--- Input material Enclosed Below ---

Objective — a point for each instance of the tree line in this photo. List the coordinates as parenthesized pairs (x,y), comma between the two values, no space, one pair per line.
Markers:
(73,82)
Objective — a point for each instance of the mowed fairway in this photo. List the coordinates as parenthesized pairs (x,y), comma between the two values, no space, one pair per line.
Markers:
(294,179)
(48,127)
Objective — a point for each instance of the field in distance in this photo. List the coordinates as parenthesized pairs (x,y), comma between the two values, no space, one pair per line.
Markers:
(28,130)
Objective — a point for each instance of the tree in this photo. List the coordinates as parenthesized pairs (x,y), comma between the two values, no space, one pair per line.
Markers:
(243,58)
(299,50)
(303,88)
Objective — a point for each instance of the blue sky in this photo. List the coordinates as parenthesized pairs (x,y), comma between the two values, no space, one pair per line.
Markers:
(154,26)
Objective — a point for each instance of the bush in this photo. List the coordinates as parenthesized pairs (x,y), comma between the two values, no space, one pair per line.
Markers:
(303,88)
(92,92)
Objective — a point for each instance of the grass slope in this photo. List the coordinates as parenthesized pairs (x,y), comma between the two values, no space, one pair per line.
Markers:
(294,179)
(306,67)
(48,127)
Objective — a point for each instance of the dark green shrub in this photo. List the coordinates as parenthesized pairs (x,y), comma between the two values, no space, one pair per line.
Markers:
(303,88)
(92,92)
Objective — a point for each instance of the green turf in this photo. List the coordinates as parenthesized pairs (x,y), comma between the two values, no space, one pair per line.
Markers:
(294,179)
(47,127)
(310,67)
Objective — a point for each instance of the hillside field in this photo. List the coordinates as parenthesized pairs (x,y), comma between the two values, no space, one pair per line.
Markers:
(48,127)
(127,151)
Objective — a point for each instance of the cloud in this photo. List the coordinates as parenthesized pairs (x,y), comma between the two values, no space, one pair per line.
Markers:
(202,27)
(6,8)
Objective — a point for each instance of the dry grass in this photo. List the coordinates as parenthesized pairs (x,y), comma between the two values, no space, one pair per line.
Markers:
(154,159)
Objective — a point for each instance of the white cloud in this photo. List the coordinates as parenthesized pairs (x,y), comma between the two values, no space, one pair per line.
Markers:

--- End of Enclosed Input material ---

Work order:
Reproduce the data in full, exactly.

The completed task:
Objective — a point for each instance of the tree line in this photo. List the coordinates as parenthesized pairs (x,y), comma between the two values, no space, one pair per line.
Markers:
(73,82)
Objective — a point for each instance of the mowed fairway in this photo. List the coordinates as parenthesized pairs (x,y), comma between the two values, no space, one pair per line.
Markers:
(294,179)
(48,127)
Objective — a point for each instance of the field in distance in this photo. List the coordinates as parenthesized pairs (x,y), comma between the two values, no space, one pair per line.
Markers:
(28,130)
Objective — a point for each instance of the tree in this photo. List the coordinates as parenthesized pairs (x,y), comma between the two values, no space, one pair per line.
Markers:
(243,58)
(299,50)
(303,88)
Objective — a point for each instance of the blue sky in this photo. List the coordinates as parenthesized pairs (x,y), comma between the two values, no space, one pair per line.
Markers:
(154,26)
Objective — a point for each instance of the bush in this photo. List the coordinates as parenthesized pairs (x,y), comma between the two values, no space, one pair per line.
Markers:
(303,88)
(92,92)
Objective — a point for each instance of the grass slope in this photo. List the coordinates as parenthesized pairs (x,y), comma between the two values, no space, one pair per line.
Markers:
(294,179)
(306,67)
(48,127)
Objective — a point for each instance of the dark green shrub in this photo. List the coordinates as parenthesized pairs (x,y), comma between the two values, no space, one pair per line.
Markers:
(303,88)
(92,92)
Objective — a point for each instance of the green turf in this photo. List the coordinates as parenthesized pairs (x,y), comma between the two values, no space, one pair per line.
Markers:
(294,179)
(47,127)
(310,67)
Objective — a point for each instance of the hillside field in this photo. List the coordinates as parenthesized pairs (x,y), comma between the two values, no space, one pair per line.
Markers:
(48,127)
(127,151)
Objective — a point for each instance of the cloud in this photo. List the coordinates as parenthesized pairs (x,y), comma between the two values, no space, one pair per line.
Markers:
(202,27)
(6,8)
Objective — a point for each instance of the dry grass in this photo. List the coordinates as parenthesized pairs (x,y), comma between the two values, no space, one pair per line.
Markers:
(154,159)
Objective — a point for each instance of the white cloud in this photo. List the coordinates as parenthesized pairs (x,y), comma between the two values, no space, one pair per line.
Markers:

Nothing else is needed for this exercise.